*Given task*.
In the rows below, rename every "woman's" to "dancer's" and leave everything else unchanged.

*Provided records*.
┏━━

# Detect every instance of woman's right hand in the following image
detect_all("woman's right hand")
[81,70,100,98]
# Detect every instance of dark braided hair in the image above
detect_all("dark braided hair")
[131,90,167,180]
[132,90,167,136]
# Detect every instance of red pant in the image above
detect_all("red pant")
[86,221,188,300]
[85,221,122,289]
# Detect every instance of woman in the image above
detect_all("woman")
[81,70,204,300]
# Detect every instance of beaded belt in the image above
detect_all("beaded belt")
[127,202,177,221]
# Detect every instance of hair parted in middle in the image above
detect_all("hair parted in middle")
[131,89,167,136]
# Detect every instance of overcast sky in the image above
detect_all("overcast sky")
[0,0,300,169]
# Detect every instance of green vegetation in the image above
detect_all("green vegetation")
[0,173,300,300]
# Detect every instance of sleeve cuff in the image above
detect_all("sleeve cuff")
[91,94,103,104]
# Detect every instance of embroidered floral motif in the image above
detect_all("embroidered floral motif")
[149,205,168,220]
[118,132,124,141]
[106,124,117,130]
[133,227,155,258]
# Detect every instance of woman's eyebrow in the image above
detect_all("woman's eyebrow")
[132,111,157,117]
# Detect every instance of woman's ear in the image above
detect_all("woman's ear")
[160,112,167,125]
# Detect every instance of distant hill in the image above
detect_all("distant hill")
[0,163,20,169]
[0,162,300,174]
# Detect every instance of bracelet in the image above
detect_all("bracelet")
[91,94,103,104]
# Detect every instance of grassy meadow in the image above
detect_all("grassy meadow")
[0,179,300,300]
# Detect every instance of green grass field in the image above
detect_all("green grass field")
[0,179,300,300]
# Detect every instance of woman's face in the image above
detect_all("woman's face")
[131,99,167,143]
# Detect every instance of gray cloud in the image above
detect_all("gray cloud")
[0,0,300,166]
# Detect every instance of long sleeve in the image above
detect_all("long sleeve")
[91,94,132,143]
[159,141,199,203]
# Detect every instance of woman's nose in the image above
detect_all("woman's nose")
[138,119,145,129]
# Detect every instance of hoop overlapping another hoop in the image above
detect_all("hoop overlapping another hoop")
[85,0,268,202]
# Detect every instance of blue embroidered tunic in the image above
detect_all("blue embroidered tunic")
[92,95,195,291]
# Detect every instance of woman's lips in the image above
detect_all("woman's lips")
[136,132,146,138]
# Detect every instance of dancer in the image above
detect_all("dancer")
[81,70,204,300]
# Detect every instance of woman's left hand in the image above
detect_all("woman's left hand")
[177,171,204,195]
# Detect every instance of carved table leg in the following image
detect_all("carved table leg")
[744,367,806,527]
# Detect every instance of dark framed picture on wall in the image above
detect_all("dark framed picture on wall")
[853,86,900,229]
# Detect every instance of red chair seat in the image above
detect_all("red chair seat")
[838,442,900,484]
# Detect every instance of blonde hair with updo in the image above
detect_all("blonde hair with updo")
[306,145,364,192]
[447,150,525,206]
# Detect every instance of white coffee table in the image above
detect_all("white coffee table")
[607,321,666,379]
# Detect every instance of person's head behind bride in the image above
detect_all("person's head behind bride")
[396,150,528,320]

┗━━

*Output below*.
# Detect every instance of dancer's right hand in the following image
detect_all("dancer's right hand")
[81,70,100,98]
# Detect every instance of dark braided hair in the image above
detect_all("dark braided hair")
[131,90,167,180]
[132,90,167,136]
# Detect every instance of red pant in the image above
detect_all("red pant")
[86,221,188,300]
[85,221,122,289]
# Detect every instance of woman in the image above
detect_all("woman")
[81,70,204,300]
# Detect every instance of beaded belt in the image above
detect_all("beaded belt")
[127,202,177,221]
# Detect every instance of hair parted in middle in the image above
detect_all("hair parted in middle")
[131,89,167,136]
# Detect every instance of overcast sky in the image above
detect_all("overcast sky")
[0,0,300,169]
# Detect every instance of green vegetation in the image above
detect_all("green vegetation")
[0,173,300,300]
# Detect every instance of sleeve cuff in the image above
detect_all("sleeve cuff")
[91,94,103,104]
# Detect every instance of embroidered floral motif in the image above
detect_all("embroidered floral motif")
[149,205,168,220]
[118,132,124,141]
[106,124,117,130]
[133,227,155,258]
# Detect every instance of dancer's eyebrow in the image above
detect_all("dancer's eyebrow")
[132,111,157,117]
# Detect every instance of dancer's ear in the image above
detect_all("dancer's ear")
[160,112,167,125]
# Detect every instance of distant hill in the image above
detect_all("distant hill")
[0,163,20,169]
[0,162,300,174]
# Detect every instance of bracelet in the image above
detect_all("bracelet")
[91,94,103,104]
# Detect every instance of grassy meadow in the image above
detect_all("grassy meadow")
[0,179,300,300]
# Detect every instance of green grass field in the image above
detect_all("green grass field")
[0,179,300,300]
# Detect every instance of dancer's face in the image above
detect_all("dancer's face")
[131,99,167,143]
# Detect every instance of gray cloud in the image above
detect_all("gray cloud")
[0,0,300,166]
# Detect every instance of long sleeve in the image above
detect_all("long sleeve")
[91,94,132,143]
[159,141,199,203]
# Detect every instance of dancer's nose in the image above
detect_all("dancer's nose")
[138,119,145,129]
# Detect every instance of hoop overlapping another hoop in the image above
detect_all("hoop overlapping another hoop")
[85,0,268,202]
# Detect every instance of blue embroidered tunic in the image above
detect_all("blue embroidered tunic")
[92,95,195,291]
# Detect every instance of dancer's lips in the image above
detect_all("dancer's lips")
[136,132,146,138]
# Detect every instance of dancer in the image above
detect_all("dancer")
[81,70,204,300]
# Detect every instance of dancer's left hand in the image above
detect_all("dancer's left hand")
[177,171,204,195]
# Detect every instance of carved table leg in the following image
detect_all("carved table leg")
[744,367,806,527]
# Detect every instance of dark framed picture on wall in the image above
detect_all("dark framed picture on wall")
[853,86,900,229]
# Detect every instance of red chair seat in the image above
detect_all("red chair seat")
[838,442,900,484]
# Detect every instance of blonde hair with updo in the image above
detect_all("blonde hair with updo")
[306,145,364,192]
[447,150,525,206]
# Detect every instance of white coffee table in the image above
detect_all("white coffee table")
[607,321,666,379]
# Detect every instance of person's head behind bride in the image above
detect_all("person's head behind bride")
[396,150,528,320]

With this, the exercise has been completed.